Task objective:
Write out the entries again exactly as they are given.

══════

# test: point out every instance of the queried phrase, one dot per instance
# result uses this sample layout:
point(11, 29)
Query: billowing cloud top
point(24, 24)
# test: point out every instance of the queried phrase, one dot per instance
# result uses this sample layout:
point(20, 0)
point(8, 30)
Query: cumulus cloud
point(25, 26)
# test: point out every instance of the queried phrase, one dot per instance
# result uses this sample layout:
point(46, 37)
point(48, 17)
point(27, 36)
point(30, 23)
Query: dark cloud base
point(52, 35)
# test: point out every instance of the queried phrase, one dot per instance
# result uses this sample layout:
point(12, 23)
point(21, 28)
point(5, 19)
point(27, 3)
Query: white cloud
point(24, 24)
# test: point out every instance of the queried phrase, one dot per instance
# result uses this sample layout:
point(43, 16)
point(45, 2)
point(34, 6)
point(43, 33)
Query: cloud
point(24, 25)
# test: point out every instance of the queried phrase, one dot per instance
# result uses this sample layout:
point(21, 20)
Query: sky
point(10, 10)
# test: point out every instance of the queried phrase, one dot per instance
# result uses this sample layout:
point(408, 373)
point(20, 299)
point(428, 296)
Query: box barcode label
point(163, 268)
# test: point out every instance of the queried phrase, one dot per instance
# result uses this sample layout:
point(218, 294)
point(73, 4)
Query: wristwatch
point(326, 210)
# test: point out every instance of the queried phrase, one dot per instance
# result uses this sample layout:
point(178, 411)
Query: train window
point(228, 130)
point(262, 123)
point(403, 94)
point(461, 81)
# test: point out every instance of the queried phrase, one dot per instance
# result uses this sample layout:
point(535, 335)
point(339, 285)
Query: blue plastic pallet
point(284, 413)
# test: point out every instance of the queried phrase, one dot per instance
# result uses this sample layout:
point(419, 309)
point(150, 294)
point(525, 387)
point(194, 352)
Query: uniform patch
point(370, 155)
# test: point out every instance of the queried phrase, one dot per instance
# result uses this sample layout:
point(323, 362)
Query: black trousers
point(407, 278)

══════

Task solution:
# test: point out every instance of the queried phrase, one dot per instance
# result uses this sample layout:
point(11, 29)
Query: billowing cloud top
point(24, 24)
# test: point out every instance of the queried phrase, one dot per instance
# result uses this sample layout:
point(20, 0)
point(8, 30)
Query: cumulus cloud
point(25, 26)
# test: point out every instance of the queried phrase, one dot per instance
# result uses this sample layout:
point(46, 37)
point(48, 17)
point(27, 36)
point(30, 23)
Query: dark cloud base
point(52, 35)
# test: point out every instance of the queried phrase, one dot per instance
# result uses this sample layout:
point(12, 23)
point(21, 28)
point(5, 19)
point(27, 3)
Query: white cloud
point(24, 24)
# test: point out every instance of the queried phrase, one dot per instance
# result uses this sample layout:
point(43, 16)
point(45, 2)
point(34, 6)
point(43, 33)
Query: cloud
point(24, 25)
# test: point out every instance of the queried phrase, one dot per instance
# result uses this sample layout:
point(21, 20)
Query: sky
point(10, 10)
# test: point out every instance of the queried phrase, one dot per instance
# result uses this sample layout:
point(408, 373)
point(20, 299)
point(428, 296)
Query: box barcode label
point(163, 268)
# test: point out every instance of the queried phrase, one dot per instance
# result uses this sample layout:
point(218, 294)
point(73, 4)
Query: wristwatch
point(326, 210)
# test: point out every instance of the queried phrase, one dot per instance
# result uses this sample layout:
point(178, 411)
Query: train window
point(228, 130)
point(262, 123)
point(403, 94)
point(461, 81)
# test: point out every instance of the queried phrase, one dot per instance
# result uses this sample layout:
point(535, 335)
point(339, 285)
Query: blue plastic pallet
point(284, 413)
# test: point out every instance of the queried phrase, one dot per instance
# result uses this sample layout:
point(419, 309)
point(150, 294)
point(525, 387)
point(194, 352)
Query: uniform patch
point(370, 155)
# test: point out every instance of the queried phrase, one dot per instance
# result uses this sample layout:
point(323, 362)
Query: black trousers
point(407, 278)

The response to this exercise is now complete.